DATA EXTRACTS:
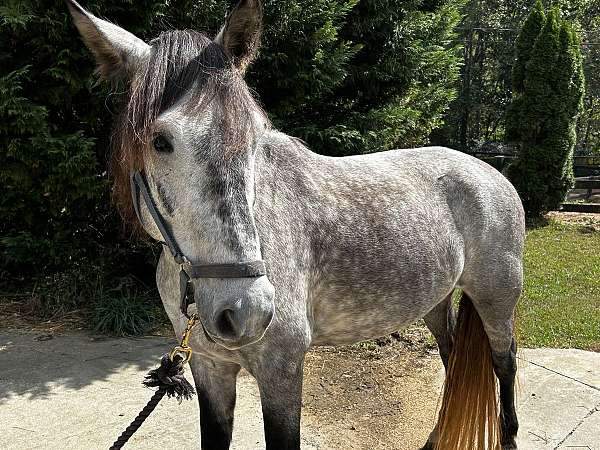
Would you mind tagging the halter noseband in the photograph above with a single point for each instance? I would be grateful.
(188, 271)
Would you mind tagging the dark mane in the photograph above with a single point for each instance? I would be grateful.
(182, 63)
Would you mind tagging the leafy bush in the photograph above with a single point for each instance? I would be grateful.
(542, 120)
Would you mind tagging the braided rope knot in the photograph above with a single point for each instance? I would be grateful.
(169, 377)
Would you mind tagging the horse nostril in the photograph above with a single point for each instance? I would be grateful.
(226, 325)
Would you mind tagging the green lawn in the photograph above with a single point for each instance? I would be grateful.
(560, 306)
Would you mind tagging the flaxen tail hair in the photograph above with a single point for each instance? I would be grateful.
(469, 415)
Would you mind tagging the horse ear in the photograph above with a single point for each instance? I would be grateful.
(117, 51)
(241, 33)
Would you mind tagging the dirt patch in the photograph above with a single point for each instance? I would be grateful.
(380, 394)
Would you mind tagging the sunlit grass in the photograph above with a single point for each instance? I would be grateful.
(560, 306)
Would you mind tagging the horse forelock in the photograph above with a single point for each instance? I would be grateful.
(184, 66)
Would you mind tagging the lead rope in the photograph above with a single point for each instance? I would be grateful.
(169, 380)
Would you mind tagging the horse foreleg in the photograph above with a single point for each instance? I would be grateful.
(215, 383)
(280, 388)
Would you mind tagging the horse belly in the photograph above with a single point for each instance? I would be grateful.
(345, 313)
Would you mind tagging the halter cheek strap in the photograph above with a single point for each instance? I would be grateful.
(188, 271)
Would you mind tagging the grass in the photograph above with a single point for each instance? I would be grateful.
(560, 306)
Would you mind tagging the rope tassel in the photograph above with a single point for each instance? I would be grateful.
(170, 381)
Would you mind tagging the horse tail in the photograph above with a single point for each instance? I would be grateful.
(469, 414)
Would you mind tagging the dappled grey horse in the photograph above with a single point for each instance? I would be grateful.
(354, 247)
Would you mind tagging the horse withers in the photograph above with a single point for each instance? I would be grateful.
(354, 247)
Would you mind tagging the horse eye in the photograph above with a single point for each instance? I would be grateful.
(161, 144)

==

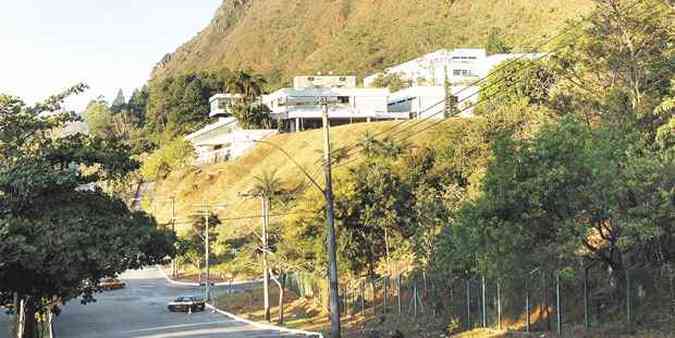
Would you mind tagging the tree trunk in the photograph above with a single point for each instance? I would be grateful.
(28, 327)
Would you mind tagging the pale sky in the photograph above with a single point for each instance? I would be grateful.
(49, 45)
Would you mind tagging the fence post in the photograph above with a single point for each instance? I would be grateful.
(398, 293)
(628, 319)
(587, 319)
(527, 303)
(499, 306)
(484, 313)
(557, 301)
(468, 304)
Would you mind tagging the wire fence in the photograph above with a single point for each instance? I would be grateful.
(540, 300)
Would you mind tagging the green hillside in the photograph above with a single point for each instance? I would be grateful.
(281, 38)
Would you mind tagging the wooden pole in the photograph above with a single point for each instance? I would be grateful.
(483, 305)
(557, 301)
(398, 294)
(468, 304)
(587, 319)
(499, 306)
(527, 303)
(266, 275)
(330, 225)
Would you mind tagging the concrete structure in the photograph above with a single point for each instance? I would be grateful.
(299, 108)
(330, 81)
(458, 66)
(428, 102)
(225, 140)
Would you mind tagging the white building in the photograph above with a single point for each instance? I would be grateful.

* * *

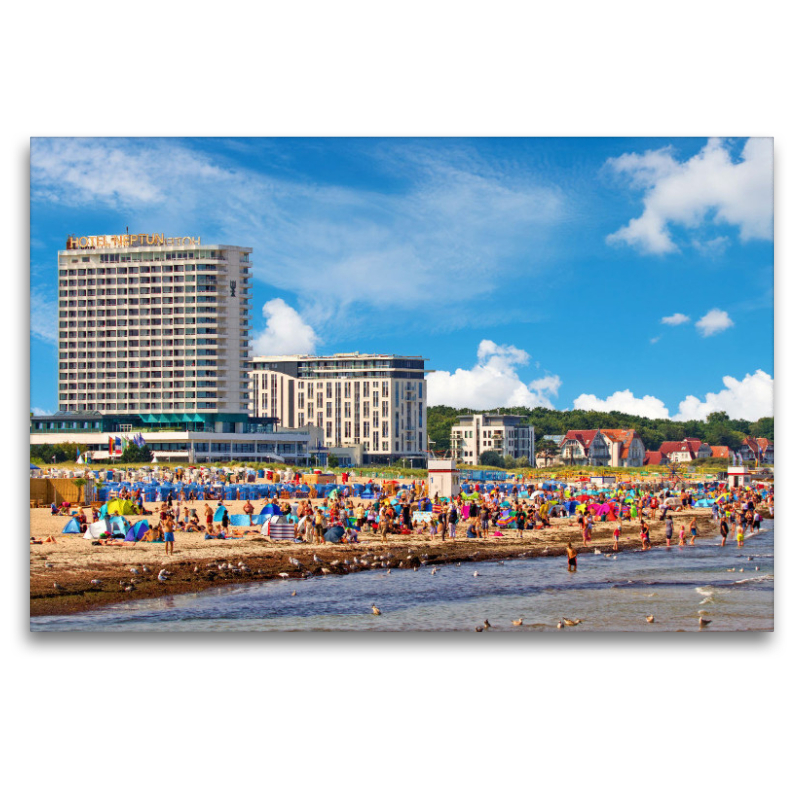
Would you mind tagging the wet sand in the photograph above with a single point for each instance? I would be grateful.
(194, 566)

EXERCISE DESCRIPTION:
Above are the records. Print exactly, and only, the lines from the line with "Would you mind tagging the green hillside" to the line with "Would you mind tagging the white", both inclusive.

SOLUTION FOR THIS PROBLEM:
Would you mind tagging the green hillside in the photograph above with a single point for each instance? I would be grateful.
(281, 38)
Would you mind tagging the wooden pole in the photograph above with a single point for each instance? I would be grateful.
(483, 305)
(557, 301)
(398, 294)
(468, 304)
(587, 319)
(499, 306)
(527, 303)
(266, 275)
(330, 225)
Would you mind tagging the concrete structure in the photograph above with a single point for each instance? I would be grateful.
(299, 108)
(330, 81)
(458, 66)
(428, 102)
(225, 140)
Would you mind tagging the white building in the photograph above with a single point for each instance? I would be grateful.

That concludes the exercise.